Text shown >>

:::::

William Weir Gilmour (1905–1998), was a Scottish politician who was associated with five different political parties; the Independent Labour Party, the New Party, the Scottish Democratic Fascist Party, the Labour and Co-operative party and the Liberal Party.
Biography[]
Weir Gilmour began his political activity in his native Lanarkshire as a member of the Independent Labour Party. Gilmour's first public candidacy came in the 1931 general election. He had joined the New Party, recently founded by Labour Party rebel Oswald Mosley. In 1933, Gilmour co-founded the Scottish Democratic Fascist Party (SDFP) with Major Hume Sleigh. The party sought to ban Irish migration to Scotland, expel Catholic religious orders from Scotland and repeal the Education (Scotland) Act 1918. The SDFP was at odds with Oswald Mosley's larger British Union of Fascists, particularly on the issue of Catholicism. Unlike the SDFP, the BUF accepted Catholics, and Catholics constituted a high percentage of the BUF membership, particularly in the north of England. In 1937 he was elected to the Peebles Town Council, of which he was a member for over 20 years. Gilmour spent time in a psychiatric hospital during 1956. In 1970, Gilmour was sentenced to two years in prison for child molestation.

:::::

Information shown >>
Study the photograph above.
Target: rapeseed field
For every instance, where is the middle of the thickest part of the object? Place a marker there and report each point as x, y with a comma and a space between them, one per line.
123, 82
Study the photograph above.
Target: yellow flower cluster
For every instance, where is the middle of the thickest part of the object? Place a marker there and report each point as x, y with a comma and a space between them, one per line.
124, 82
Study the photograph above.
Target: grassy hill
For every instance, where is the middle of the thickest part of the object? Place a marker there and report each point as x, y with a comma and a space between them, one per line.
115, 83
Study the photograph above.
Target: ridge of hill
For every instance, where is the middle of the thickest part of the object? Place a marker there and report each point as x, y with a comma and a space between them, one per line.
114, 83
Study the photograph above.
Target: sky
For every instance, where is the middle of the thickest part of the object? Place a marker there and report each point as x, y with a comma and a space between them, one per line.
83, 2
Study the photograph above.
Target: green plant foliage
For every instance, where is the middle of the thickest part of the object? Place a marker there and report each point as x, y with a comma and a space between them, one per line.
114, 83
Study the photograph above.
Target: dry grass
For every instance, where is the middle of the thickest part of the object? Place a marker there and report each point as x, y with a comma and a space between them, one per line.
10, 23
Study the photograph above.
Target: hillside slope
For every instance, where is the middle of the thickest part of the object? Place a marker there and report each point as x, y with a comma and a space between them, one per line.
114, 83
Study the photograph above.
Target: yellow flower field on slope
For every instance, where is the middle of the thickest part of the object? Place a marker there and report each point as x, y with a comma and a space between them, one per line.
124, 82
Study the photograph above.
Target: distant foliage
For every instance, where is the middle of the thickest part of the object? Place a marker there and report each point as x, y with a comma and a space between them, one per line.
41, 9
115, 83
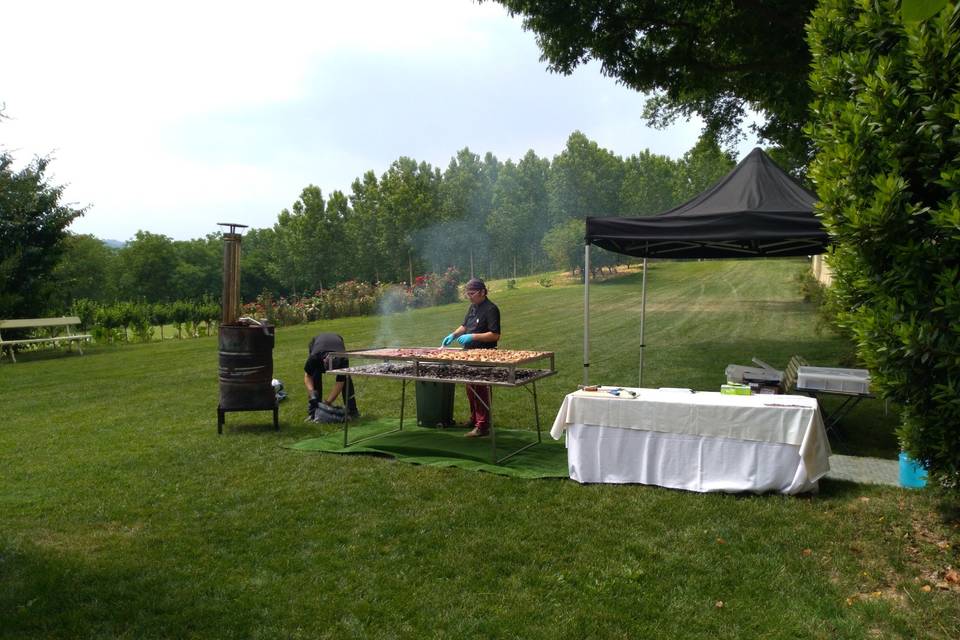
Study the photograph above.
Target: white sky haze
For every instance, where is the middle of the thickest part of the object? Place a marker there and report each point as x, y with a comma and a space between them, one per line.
172, 117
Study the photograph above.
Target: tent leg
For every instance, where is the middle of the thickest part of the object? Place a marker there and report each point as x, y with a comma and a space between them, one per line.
586, 314
643, 315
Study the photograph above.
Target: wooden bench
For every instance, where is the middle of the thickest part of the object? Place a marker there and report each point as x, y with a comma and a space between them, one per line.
64, 324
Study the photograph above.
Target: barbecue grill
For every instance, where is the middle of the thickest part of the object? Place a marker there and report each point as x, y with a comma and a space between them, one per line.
488, 367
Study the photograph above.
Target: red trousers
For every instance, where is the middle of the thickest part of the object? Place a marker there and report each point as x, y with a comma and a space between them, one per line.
480, 414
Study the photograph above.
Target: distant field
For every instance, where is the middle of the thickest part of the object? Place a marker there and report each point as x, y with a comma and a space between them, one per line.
124, 515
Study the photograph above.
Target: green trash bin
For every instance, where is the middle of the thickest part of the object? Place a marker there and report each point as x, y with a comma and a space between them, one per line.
435, 404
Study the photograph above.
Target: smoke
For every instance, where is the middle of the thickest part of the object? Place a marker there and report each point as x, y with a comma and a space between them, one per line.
391, 303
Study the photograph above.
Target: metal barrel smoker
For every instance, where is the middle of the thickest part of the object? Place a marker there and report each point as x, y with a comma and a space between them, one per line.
245, 346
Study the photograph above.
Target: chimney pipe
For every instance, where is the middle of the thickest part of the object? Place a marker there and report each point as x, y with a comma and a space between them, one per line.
231, 273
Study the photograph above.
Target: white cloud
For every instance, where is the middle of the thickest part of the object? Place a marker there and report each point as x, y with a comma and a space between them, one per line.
170, 117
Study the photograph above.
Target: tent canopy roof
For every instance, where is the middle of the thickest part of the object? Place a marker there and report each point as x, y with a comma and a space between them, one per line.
757, 210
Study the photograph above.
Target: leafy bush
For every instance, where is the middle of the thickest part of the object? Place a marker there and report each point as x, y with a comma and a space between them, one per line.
356, 298
886, 124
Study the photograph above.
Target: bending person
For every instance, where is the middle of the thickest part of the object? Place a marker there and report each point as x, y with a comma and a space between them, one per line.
480, 330
320, 407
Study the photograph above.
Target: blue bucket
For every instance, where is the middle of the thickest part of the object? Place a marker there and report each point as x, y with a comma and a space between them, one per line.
912, 475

:::::

Required actions >>
[1] Print the part of the Weir Gilmour biography starting with "William Weir Gilmour" and going on through "the Liberal Party.".
[2] Answer these questions from the Weir Gilmour biography.
(a) In what year did Gilmour co-found the Scottish Democratic Fascist Party?
(b) To which town council was he elected in 1937?
(c) In 1970, how long a prison sentence did he receive?
The records have nothing to do with the text.

Outputs in order >>
[1]
William Weir Gilmour (1905–1998), was a Scottish politician who was associated with five different political parties; the Independent Labour Party, the New Party, the Scottish Democratic Fascist Party, the Labour and Co-operative party and the Liberal Party.

[2]
(a) 1933
(b) The Peebles Town Council
(c) Two years